### Work to be completed:
Change "pick out" to "locate" everywhere in the part that opens with the line containing "of the shaggy" and runs through the end of the records. Give those lines again with everything else unchanged.

[Point annotation records]

^^^^^^^^^^^^^^^^

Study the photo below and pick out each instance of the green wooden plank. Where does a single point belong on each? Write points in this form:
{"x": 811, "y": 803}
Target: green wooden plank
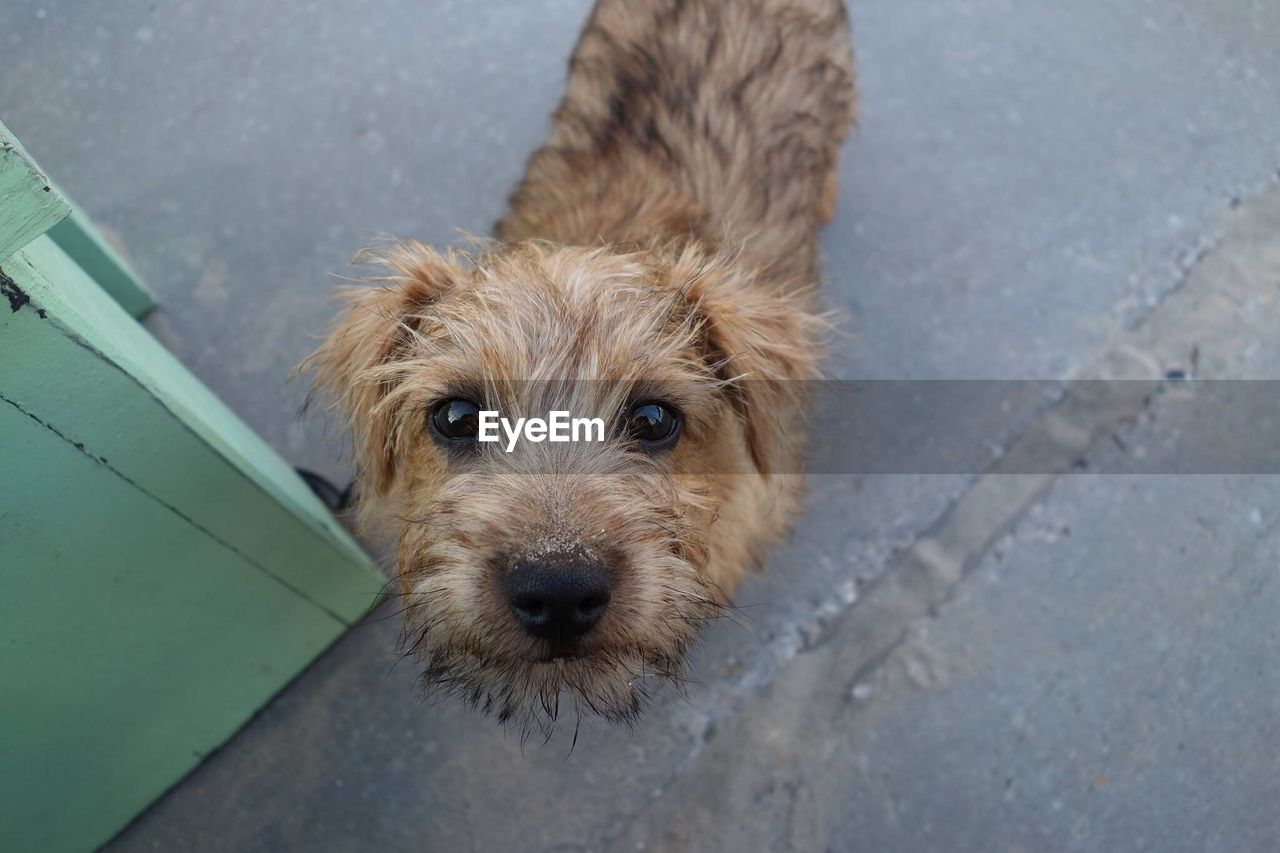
{"x": 85, "y": 245}
{"x": 133, "y": 643}
{"x": 30, "y": 205}
{"x": 133, "y": 404}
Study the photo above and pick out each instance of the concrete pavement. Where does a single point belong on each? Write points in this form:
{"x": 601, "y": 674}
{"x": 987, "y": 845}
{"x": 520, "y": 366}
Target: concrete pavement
{"x": 932, "y": 662}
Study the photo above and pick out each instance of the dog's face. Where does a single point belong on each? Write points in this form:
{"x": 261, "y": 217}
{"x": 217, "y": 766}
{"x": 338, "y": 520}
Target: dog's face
{"x": 568, "y": 570}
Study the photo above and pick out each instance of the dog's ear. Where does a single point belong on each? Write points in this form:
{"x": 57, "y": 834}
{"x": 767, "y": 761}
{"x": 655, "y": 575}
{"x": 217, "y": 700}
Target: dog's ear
{"x": 763, "y": 341}
{"x": 359, "y": 364}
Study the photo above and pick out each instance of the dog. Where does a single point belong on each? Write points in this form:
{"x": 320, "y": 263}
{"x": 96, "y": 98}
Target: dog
{"x": 658, "y": 269}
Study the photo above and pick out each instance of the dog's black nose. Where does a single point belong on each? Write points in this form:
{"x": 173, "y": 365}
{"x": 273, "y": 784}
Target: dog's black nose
{"x": 558, "y": 600}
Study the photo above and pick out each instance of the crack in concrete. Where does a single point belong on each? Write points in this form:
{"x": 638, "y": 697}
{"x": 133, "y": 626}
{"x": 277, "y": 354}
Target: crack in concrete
{"x": 877, "y": 621}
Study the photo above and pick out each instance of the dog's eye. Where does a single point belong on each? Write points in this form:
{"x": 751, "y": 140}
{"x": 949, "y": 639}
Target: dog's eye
{"x": 653, "y": 424}
{"x": 456, "y": 419}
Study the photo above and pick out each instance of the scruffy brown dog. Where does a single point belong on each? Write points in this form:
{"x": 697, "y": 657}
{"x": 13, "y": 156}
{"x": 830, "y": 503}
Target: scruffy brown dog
{"x": 657, "y": 270}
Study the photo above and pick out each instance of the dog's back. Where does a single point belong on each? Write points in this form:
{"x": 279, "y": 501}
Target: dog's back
{"x": 712, "y": 119}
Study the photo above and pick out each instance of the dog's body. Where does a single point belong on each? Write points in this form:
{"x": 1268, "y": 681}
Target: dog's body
{"x": 657, "y": 268}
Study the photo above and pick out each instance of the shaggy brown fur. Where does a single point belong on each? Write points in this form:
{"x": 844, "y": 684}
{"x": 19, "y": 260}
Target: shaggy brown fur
{"x": 661, "y": 246}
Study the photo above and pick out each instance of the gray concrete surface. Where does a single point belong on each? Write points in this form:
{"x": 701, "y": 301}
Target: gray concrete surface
{"x": 932, "y": 662}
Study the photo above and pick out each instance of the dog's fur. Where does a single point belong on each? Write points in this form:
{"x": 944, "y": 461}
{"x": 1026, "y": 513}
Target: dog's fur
{"x": 662, "y": 245}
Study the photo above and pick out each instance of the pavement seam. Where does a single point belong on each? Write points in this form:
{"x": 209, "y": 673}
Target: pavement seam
{"x": 1088, "y": 413}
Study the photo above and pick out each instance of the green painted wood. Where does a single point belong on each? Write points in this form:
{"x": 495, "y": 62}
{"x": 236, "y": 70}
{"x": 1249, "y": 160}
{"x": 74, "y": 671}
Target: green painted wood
{"x": 136, "y": 405}
{"x": 161, "y": 570}
{"x": 85, "y": 245}
{"x": 132, "y": 643}
{"x": 30, "y": 205}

^^^^^^^^^^^^^^^^

### Output for this exercise:
Study the photo above and locate each instance of the shaggy brown fur. Where does a single point belong on each? Write points in this form:
{"x": 844, "y": 684}
{"x": 19, "y": 260}
Target: shaggy brown fur
{"x": 661, "y": 246}
Study the photo above and locate each instance of the gray concrete surface. Where does a single point belong on each? Write points in this form:
{"x": 701, "y": 301}
Target: gray concrete surface
{"x": 932, "y": 662}
Study the photo above and locate each instance of the dog's fur. Where does a single point belong on each? Write points in this form:
{"x": 944, "y": 461}
{"x": 1026, "y": 513}
Target: dog's fur
{"x": 662, "y": 245}
Study the photo above and locate each instance of the pavement seam. Where does a single point belong on each? Write points in this form:
{"x": 209, "y": 673}
Target: pavement seam
{"x": 1088, "y": 413}
Study the photo above and locate each instance of the green painted wood. Where does a single point belong on each? Write points in this form:
{"x": 495, "y": 62}
{"x": 236, "y": 70}
{"x": 1249, "y": 160}
{"x": 74, "y": 671}
Target: green painted wood
{"x": 136, "y": 405}
{"x": 161, "y": 570}
{"x": 85, "y": 245}
{"x": 132, "y": 643}
{"x": 30, "y": 205}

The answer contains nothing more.